● **Passage**:
>> start

On Fri, Nov 13, 2020 at 7:24 PM Simon Riggs <simon@2ndquadrant.com> wrote:

What I'm proposing is an option to add 16 bytes onto each COMMIT
record

Would it make sense to write this at the time we write a topxid assignment
to WAL instead?

Otherwise it won't be accessible to streaming-mode logical decoding.

#9Simon Riggs
simon@2ndquadrant.com
In reply to: Craig Ringer (#8)
Re: Detecting File Damage & Inconsistencies

On Wed, 18 Nov 2020 at 06:42, Craig Ringer
<craig.ringer@enterprisedb.com> wrote:

On Fri, Nov 13, 2020 at 7:24 PM Simon Riggs <simon@2ndquadrant.com> wrote:

What I'm proposing is an option to add 16 bytes onto each COMMIT
record

Would it make sense to write this at the time we write a topxid assignment to WAL instead?

Otherwise it won't be accessible to streaming-mode logical decoding.

Do you mean extend the xl_xact_assignment record? My understanding is
that is not sent in all cases, so not sure what you mean by "instead".

--
Simon Riggs http://www.EnterpriseDB.com/

#10Masahiko Sawada
sawada.mshk@gmail.com
In reply to: Simon Riggs (#7)
Re: Detecting File Damage & Inconsistencies

Hi Simon,

On Wed, Nov 18, 2020 at 2:14 AM Simon Riggs <simon@2ndquadrant.com> wrote:

On Fri, 13 Nov 2020 at 11:24, Simon Riggs <simon@2ndquadrant.com> wrote:

On Fri, 13 Nov 2020 at 00:50, tsunakawa.takay@fujitsu.com
<tsunakawa.takay@fujitsu.com> wrote:

From: Simon Riggs <simon@2ndquadrant.com>

If a rogue user/process is suspected, this would allow you to identify
more easily the changes made by specific sessions/users.

Isn't that kind of auditing a job of pgAudit or log_statement = mod? Or, does "more easily" mean that you find pgAudit complex to use and/or log_statement's overhead is big?

Well, I designed pgaudit, so yes, I think pgaudit is useful.

However, pgaudit works at the statement level, not the data level. So
using pgaudit to locate data rows that have changed is fairly hard.

What I'm proposing is an option to add 16 bytes onto each COMMIT
record, which is considerably less than turning on full auditing in
pgaudit. This option would allow identifying data at the row level, so
you could for example find all rows changed by specific sessions.
Also, because it is stored in WAL it will show updates that might no
longer exist in the database because the changed row versions might
have been vacuumed away. So pgaudit will tell you that happened, but
having extra info in WAL is important also.

>> end

● **Objective 1**:
Which distinct email addresses appear in the thread? List each one once.

● **Rows**:
>> start

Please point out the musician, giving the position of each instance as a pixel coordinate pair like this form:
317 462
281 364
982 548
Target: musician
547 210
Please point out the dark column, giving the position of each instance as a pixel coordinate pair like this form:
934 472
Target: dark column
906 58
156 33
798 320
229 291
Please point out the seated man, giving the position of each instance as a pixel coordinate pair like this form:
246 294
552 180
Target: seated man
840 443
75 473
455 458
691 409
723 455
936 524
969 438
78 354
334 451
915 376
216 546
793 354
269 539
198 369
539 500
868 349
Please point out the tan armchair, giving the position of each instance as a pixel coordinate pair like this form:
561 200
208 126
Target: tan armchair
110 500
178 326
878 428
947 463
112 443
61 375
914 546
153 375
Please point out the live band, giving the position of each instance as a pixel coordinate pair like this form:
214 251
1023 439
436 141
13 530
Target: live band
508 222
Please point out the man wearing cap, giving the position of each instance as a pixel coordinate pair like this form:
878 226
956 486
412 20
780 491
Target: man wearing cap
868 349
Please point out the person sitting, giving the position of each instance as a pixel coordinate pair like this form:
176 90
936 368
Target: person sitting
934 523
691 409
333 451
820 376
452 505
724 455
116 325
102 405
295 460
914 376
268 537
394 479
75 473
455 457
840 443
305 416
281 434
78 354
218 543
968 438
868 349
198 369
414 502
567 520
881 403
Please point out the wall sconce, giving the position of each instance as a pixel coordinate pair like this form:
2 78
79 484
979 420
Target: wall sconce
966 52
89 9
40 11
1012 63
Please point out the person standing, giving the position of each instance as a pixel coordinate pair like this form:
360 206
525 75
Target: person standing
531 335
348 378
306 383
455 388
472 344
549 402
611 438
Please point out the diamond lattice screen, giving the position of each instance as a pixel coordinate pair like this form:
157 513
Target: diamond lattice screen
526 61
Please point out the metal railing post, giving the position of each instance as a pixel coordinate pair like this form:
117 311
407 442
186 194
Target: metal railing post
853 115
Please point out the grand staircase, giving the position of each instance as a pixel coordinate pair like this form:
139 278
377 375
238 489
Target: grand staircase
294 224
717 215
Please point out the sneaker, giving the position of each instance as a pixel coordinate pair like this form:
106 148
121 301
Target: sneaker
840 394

>> end

● **Objective 2**:
Which lines of the records contain the string "railing"? Collect each such line, counting only case-exact matches.

● **Final result 1**:
simon@2ndquadrant.com
craig.ringer@enterprisedb.com
sawada.mshk@gmail.com
tsunakawa.takay@fujitsu.com

● **Final result 2**:
Please point out the metal railing post, giving the position of each instance as a pixel coordinate pair like this form:
Target: metal railing post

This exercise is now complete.